Provided data

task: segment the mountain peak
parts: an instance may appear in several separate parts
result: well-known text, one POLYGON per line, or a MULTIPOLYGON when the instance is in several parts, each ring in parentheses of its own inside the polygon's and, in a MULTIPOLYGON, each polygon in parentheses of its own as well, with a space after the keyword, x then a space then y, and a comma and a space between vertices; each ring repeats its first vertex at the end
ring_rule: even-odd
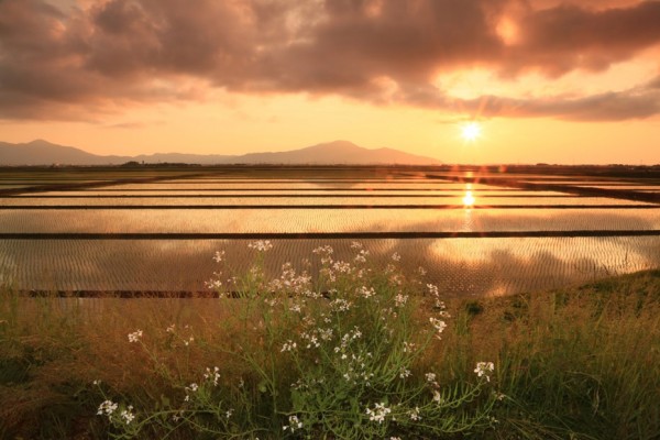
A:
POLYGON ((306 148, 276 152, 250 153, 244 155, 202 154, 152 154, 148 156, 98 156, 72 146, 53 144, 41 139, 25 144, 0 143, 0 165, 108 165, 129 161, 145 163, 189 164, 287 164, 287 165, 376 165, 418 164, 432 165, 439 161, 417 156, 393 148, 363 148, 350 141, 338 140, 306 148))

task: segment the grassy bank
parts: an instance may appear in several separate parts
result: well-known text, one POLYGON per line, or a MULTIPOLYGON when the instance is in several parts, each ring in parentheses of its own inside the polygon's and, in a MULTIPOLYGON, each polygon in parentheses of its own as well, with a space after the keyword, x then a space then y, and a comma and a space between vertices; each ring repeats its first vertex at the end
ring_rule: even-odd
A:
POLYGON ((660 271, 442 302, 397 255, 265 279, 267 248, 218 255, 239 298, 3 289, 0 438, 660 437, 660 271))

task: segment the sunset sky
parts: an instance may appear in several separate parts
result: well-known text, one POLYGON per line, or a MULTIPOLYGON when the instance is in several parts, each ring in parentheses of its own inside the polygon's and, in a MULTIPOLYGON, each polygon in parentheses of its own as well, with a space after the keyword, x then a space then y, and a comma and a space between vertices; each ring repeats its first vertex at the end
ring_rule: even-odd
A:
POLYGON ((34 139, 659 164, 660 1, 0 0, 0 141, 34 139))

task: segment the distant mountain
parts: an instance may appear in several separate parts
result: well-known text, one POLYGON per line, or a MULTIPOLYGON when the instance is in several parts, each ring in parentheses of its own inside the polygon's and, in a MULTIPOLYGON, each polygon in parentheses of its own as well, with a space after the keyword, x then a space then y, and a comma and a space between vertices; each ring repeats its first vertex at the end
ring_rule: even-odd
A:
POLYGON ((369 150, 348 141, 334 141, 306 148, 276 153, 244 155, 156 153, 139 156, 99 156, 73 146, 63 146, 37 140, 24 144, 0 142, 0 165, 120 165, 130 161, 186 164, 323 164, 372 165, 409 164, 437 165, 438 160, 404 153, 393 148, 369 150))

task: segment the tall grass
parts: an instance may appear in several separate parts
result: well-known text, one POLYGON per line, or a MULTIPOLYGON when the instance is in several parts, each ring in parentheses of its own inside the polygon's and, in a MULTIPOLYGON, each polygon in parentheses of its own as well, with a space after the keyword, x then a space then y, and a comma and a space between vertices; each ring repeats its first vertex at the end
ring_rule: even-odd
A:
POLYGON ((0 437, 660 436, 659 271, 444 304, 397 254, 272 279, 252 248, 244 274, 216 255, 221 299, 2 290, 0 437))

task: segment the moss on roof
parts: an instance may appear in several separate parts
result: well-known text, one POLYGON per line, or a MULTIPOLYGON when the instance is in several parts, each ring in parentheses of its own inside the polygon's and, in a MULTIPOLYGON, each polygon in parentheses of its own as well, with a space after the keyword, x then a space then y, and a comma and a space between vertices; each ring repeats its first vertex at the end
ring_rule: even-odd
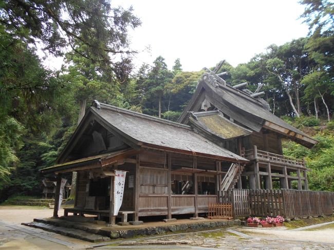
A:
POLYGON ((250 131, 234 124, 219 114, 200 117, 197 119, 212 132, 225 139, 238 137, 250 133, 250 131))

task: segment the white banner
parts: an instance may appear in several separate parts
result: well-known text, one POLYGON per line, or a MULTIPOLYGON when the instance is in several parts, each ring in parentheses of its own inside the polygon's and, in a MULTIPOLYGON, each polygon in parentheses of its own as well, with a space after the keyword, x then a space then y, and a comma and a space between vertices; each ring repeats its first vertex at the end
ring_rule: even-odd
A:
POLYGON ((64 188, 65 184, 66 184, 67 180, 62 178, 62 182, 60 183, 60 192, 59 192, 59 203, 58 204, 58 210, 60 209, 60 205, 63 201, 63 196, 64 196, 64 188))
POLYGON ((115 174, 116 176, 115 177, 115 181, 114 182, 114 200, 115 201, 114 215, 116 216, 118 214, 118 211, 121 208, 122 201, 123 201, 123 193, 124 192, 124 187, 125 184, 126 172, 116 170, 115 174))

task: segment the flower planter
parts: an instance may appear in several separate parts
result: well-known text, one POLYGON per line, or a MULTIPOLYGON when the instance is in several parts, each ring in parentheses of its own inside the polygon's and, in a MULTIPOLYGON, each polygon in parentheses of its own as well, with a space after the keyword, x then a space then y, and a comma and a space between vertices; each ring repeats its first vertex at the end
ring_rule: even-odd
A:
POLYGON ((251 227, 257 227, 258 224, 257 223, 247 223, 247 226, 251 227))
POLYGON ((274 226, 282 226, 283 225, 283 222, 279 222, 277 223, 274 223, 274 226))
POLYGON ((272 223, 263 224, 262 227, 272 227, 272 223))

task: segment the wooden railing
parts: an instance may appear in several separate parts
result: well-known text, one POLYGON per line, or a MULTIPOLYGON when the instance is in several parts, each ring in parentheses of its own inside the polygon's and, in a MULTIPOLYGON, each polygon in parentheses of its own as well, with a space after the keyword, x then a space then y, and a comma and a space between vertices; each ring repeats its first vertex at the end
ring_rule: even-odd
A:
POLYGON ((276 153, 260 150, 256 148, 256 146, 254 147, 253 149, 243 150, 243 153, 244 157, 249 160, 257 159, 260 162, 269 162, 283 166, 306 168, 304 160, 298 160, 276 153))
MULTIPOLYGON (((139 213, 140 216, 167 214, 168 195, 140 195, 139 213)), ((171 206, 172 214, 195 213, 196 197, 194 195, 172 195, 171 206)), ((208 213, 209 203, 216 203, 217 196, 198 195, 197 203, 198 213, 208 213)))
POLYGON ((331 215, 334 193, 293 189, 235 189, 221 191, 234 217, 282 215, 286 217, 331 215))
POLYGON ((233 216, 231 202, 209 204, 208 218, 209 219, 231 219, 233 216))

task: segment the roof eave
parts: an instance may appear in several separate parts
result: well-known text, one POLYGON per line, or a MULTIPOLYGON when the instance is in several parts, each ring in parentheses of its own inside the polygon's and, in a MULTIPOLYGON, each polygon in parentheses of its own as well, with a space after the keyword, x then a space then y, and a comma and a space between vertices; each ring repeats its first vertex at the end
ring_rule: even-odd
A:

Given problem
Rewrite all the records above with "ring_rule" changed to "fill_rule" wherever it appears, keeping everything else the same, and leave out the pictures.

Exercise response
task: segment the mountain peak
parts: an instance may appear in several separate parts
result: well-known text, one POLYGON per line, or a MULTIPOLYGON when the instance is in several parts, each ring in parentheses of its own inside the polygon's and, in a MULTIPOLYGON, each polygon in parentheses of its own as well, with a space after the keyword, x then a space then y, and a comma and a space between vertices; each ring repeats its first vertex at the end
fill_rule: even-odd
A:
POLYGON ((306 148, 276 152, 250 153, 244 155, 202 154, 152 154, 148 156, 98 156, 72 146, 53 144, 41 139, 25 144, 0 143, 0 165, 108 165, 129 161, 145 163, 189 164, 287 164, 287 165, 376 165, 418 164, 432 165, 439 161, 417 156, 393 148, 363 148, 350 141, 338 140, 306 148))

task: segment the grassy bank
parts: an instance may appear in several separate parts
result: well-known text, one POLYGON per line, or a MULTIPOLYGON when the instance is in several parts, each ring in parentheses of its own inside the polygon's and, in a MULTIPOLYGON, each polygon in parentheses of its own as well, with a space after the keyword, x then a space then y, and a comma and a space between vertices; each ring repeats its first vertex at the end
fill_rule: even-odd
A:
POLYGON ((660 271, 442 302, 397 255, 265 279, 267 248, 218 255, 239 298, 3 289, 0 438, 660 437, 660 271))

task: segment the sunset sky
parts: an instance may appear in several separate parts
result: well-known text, one POLYGON per line, or a MULTIPOLYGON when the instance is in several parts, each ring in parentheses of its own inside the polygon's and, in a MULTIPOLYGON, each polygon in parentheses of its own as well, with a space after the keyword, x then a space then y, and a comma and a space between vertices; each ring repeats its first vertex at the end
fill_rule: even-odd
A:
POLYGON ((34 139, 659 164, 660 1, 0 0, 0 141, 34 139))

task: segment the distant mountain
parts: an instance may appear in several separate parts
result: well-known text, one POLYGON per line, or a MULTIPOLYGON when the instance is in several parts, each ring in parentheses of its own inside the polygon's and, in a MULTIPOLYGON, each polygon in parentheses of its own as well, with a space after the keyword, x then a space then y, and a comma and a space between vertices; each ring repeats its first vertex at the end
fill_rule: even-odd
A:
POLYGON ((369 150, 348 141, 334 141, 306 148, 276 153, 244 155, 156 153, 139 156, 99 156, 73 146, 63 146, 37 140, 24 144, 0 142, 0 165, 120 165, 130 161, 186 164, 323 164, 372 165, 409 164, 437 165, 438 160, 404 153, 393 148, 369 150))

task: segment the tall grass
parts: an instance may appear in several separate parts
result: well-known text, one POLYGON per line, or a MULTIPOLYGON when the instance is in several parts, each ring in parentheses of its own inside the polygon's and, in a MULTIPOLYGON, each polygon in parentheses of its own as well, with a space after the keyword, x then a space then y, and a comma and a space between vertices; each ring repeats its first vertex at the end
fill_rule: even-odd
A:
POLYGON ((0 437, 660 436, 659 271, 444 304, 397 254, 272 279, 252 248, 244 274, 216 255, 221 299, 2 290, 0 437))

task: segment the moss on roof
parts: an instance may appear in several separate parts
result: well-known text, one POLYGON per line, or a MULTIPOLYGON when the instance is in several parts, each ring in parentheses of its own inside the polygon's and, in a MULTIPOLYGON, each polygon in parentheses of its own as well, with a space after the keyword, x then a space then y, and a comma and a space between vertices; each ring repeats its first vertex at the end
fill_rule: even-odd
A:
POLYGON ((250 131, 234 124, 219 114, 200 117, 197 119, 212 132, 225 139, 238 137, 250 133, 250 131))

task: segment the white banner
parts: an instance may appear in several separate parts
result: well-known text, one POLYGON per line, or a MULTIPOLYGON when the instance is in several parts, each ring in parentheses of its own inside the polygon's and, in a MULTIPOLYGON, each polygon in parentheses of its own as well, with a space after the keyword, x then a space then y, and a comma and a space between vertices; each ring repeats its first vertex at the end
fill_rule: even-odd
A:
POLYGON ((64 188, 65 184, 66 184, 67 180, 62 178, 62 182, 60 183, 60 192, 59 192, 59 203, 58 204, 58 210, 60 209, 60 205, 63 201, 63 196, 64 196, 64 188))
POLYGON ((115 174, 116 176, 115 177, 115 181, 114 182, 114 200, 115 201, 114 215, 116 216, 118 214, 118 211, 121 208, 122 201, 123 201, 123 193, 124 192, 124 187, 125 184, 126 172, 116 170, 115 174))

task: segment the flower planter
parts: an instance may appear in several separate parts
result: well-known text, one POLYGON per line, or a MULTIPOLYGON when the instance is in several parts, each ring in parentheses of its own inside the polygon's and, in a MULTIPOLYGON, each polygon in parentheses of its own as well, with a space after the keyword, x then a space then y, and a comma and a space between vertices; each ring repeats its first vertex at the end
fill_rule: even-odd
A:
POLYGON ((251 227, 257 227, 258 224, 257 223, 247 223, 247 226, 251 227))
POLYGON ((274 226, 282 226, 283 225, 283 222, 279 222, 277 223, 274 223, 274 226))
POLYGON ((272 223, 263 224, 262 227, 272 227, 272 223))

task: segment the wooden railing
parts: an instance may appear in several separate parts
result: well-known text, one POLYGON per line, or a MULTIPOLYGON when the instance is in several parts, each ring in parentheses of its own inside the polygon's and, in a MULTIPOLYGON, each polygon in parentheses of its own as well, with a space after the keyword, x then a space then y, and a comma and a space between vertices; each ring repeats its first vertex at the end
fill_rule: even-odd
A:
POLYGON ((276 153, 260 150, 256 148, 256 146, 254 147, 253 149, 243 150, 243 153, 244 157, 249 160, 257 159, 260 162, 269 162, 283 166, 306 168, 304 160, 298 160, 276 153))
MULTIPOLYGON (((139 213, 140 216, 167 214, 168 195, 140 195, 139 213)), ((171 206, 172 214, 195 213, 196 197, 194 195, 172 195, 171 206)), ((208 213, 209 203, 216 203, 217 196, 198 195, 197 203, 198 213, 208 213)))
POLYGON ((331 215, 334 193, 293 189, 235 189, 221 191, 234 217, 282 215, 286 217, 331 215))
POLYGON ((233 216, 231 202, 209 204, 208 218, 209 219, 231 219, 233 216))

task: segment the roof eave
parts: an instance may appear in several separate parts
result: well-known text, one POLYGON per line, or a MULTIPOLYGON when the instance is in several parts, each ring in parentheses of its own inside the polygon's and, in a MULTIPOLYGON, each polygon in parentheses of its own as well, with a space after the keyword, x then a space then y, and a comma and a space between vertices; each ring repeats its first vertex at the end
fill_rule: even-odd
A:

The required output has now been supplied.